:: Text shown ::
Why do you think Ka band can't go through walls [tometheus.com]?
What you want get much is diffraction, so the small bits of metal in a typical wall might cause small scale blockage (while at S band the wave would just diffract around the obstacle), but I think it'll go through plaster etc just fine.
Re:They's right, probably (Score:5, Insightful)
Outside of Japan and such we simply do not have population density to justify putting a cell unit at every lamp post
NYC has a population density almost 5 times greater than Tokyo. And there are a huge number of places in the USA [wikipedia.org] with a population density greater than Tokyo.
Do you really think that Japan would put 5g across every square km of its country? So why do you think that 5G roll out in the USA has to cover everywhere?
with $10 a GB overages and $15 a meg roaming (Score:3, Funny)
with $10 a GB overages and $15 a meg roaming that is a lot of profit that can be had for very fast cell internet.
Run your own cell? (Score:2)
If 5G is all about short distances, why wouldn't people run their own cells? Kind of like running an open Wi-Fi spot.

:: Complete the following ::
(A) Quote the 5G discussion from "Re:They's right, probably" to "density greater than Tokyo.", word for word.
(B) In the 5G discussion, how does New York City's population density compare with Tokyo's?
(C) Carry on the 5G discussion from the point where it stops.

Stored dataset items
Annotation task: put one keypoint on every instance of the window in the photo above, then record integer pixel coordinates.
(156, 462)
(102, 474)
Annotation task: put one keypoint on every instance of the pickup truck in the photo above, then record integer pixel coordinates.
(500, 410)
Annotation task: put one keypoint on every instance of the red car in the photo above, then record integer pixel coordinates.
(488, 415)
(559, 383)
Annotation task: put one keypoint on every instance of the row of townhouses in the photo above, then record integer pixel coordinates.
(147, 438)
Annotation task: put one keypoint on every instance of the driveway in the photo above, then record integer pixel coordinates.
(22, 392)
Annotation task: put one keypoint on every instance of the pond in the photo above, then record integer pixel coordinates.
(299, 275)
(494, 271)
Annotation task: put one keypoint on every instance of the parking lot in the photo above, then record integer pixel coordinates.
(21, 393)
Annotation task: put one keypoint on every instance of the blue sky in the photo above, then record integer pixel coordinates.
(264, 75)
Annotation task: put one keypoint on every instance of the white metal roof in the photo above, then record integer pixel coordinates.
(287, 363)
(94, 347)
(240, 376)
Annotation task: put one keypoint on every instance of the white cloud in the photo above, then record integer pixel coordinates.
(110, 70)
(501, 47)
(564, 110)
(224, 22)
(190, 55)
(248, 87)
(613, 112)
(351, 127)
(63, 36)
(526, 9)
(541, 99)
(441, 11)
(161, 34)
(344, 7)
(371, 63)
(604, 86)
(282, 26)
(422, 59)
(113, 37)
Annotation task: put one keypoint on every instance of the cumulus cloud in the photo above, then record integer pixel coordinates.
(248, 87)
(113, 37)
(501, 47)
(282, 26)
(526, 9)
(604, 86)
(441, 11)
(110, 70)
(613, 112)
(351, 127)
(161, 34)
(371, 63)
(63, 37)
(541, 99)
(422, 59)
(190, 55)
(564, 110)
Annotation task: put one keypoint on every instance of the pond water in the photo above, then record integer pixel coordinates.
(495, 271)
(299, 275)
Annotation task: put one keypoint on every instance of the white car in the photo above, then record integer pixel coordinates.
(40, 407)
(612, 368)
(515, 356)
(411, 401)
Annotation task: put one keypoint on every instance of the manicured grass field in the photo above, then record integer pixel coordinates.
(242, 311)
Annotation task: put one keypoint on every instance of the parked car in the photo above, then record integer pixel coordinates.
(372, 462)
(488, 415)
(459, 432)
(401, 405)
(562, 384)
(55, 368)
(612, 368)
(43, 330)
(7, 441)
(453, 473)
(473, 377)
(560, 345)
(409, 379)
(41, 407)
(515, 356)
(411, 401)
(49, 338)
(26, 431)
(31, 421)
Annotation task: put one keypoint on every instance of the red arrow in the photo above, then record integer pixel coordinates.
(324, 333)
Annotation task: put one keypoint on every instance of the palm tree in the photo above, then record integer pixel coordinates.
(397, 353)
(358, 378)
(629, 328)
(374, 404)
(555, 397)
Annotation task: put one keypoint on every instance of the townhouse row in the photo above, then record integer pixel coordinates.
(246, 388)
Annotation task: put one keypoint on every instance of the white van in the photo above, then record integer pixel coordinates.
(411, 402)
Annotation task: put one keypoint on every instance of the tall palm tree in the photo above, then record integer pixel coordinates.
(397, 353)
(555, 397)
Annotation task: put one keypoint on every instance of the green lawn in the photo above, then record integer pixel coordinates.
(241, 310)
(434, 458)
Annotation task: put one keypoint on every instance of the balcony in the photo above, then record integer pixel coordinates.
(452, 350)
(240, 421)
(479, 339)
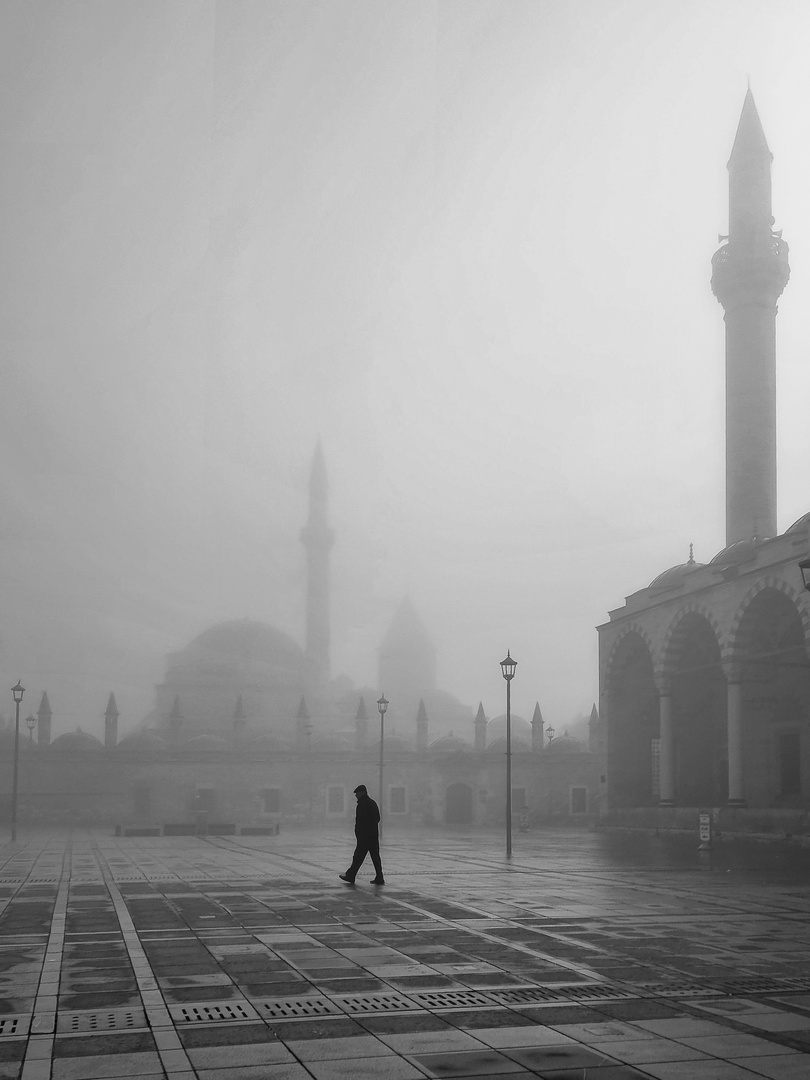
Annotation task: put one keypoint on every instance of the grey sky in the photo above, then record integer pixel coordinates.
(466, 243)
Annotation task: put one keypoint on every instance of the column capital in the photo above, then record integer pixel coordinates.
(663, 684)
(732, 671)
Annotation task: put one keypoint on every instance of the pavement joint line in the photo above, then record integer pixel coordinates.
(175, 1062)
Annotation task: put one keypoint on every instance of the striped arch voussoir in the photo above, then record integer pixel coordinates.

:: Set of answers ::
(A)
Re:They's right, probably (Score:5, Insightful)
Outside of Japan and such we simply do not have population density to justify putting a cell unit at every lamp post
NYC has a population density almost 5 times greater than Tokyo. And there are a huge number of places in the USA [wikipedia.org] with a population density greater than Tokyo.

(B) New York City's population density is almost five times greater than Tokyo's.

(C)
For technologies that work over long(er) distances, it's -somewhat- logical that you can't put up your own cell tower. If everybody did that, some would stick to standards and some would not. And soon enough you'd have a free-for-all making the spectrum band(s) useless.
And thus we have (some) government regulation on who gets to use the spectrum & how. Auctioning it off to providers
Just like wifi (Score:2, Interesting)
You've described "just like wifi", then asked if there's any reason people won't use it for mobile phone service, instead of using a wireless carrier.
Well, do people use wifi for their phone and not have a carrier? That's essentially the same thing as what you're proposing. Do people do it? Nope, most people use a carrier with their phone. Why? Well, why DO you have a carrier?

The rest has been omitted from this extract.